BEGIN Record set

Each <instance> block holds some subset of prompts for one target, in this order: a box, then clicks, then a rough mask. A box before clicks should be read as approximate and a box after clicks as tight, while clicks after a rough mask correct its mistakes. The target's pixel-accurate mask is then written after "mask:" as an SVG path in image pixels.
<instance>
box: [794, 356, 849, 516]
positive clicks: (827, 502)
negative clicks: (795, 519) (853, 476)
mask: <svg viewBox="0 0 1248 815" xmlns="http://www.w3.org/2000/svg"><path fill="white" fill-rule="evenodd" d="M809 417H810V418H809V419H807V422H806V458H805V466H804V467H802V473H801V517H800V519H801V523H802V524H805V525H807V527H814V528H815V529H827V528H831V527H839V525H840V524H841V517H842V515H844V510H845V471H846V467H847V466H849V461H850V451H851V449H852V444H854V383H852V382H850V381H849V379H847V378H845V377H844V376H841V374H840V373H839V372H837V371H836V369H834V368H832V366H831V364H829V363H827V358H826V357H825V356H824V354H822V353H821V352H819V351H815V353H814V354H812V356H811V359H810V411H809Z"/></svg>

END Record set

_Exercise prompt_
Rewrite every line of the records above as a JSON list of strings, one string per line, with blank lines omitted.

_Task output_
[
  "Each <instance> block holds some subset of prompts for one target, in this order: a box, then clicks, then a rough mask. A box before clicks should be read as approximate and a box after clicks as tight, while clicks after a rough mask correct its mistakes. The target's pixel-accurate mask is then written after \"mask:\" as an SVG path in image pixels.",
  "<instance>",
  "box: [794, 356, 849, 516]",
  "positive clicks: (827, 502)",
  "negative clicks: (795, 519) (853, 476)",
  "mask: <svg viewBox=\"0 0 1248 815\" xmlns=\"http://www.w3.org/2000/svg\"><path fill=\"white\" fill-rule=\"evenodd\" d=\"M809 417H810V418H809V419H807V422H806V458H805V466H804V467H802V473H801V517H800V519H801V523H802V524H805V525H807V527H814V528H815V529H827V528H831V527H839V525H840V524H841V517H842V515H844V510H845V471H846V467H847V466H849V461H850V451H851V449H852V444H854V383H852V382H850V381H849V379H847V378H845V377H844V376H841V374H840V373H839V372H837V371H836V369H834V368H832V366H831V364H829V363H827V358H826V357H825V356H824V354H822V353H821V352H819V351H815V353H814V354H812V356H811V359H810V411H809Z\"/></svg>"
]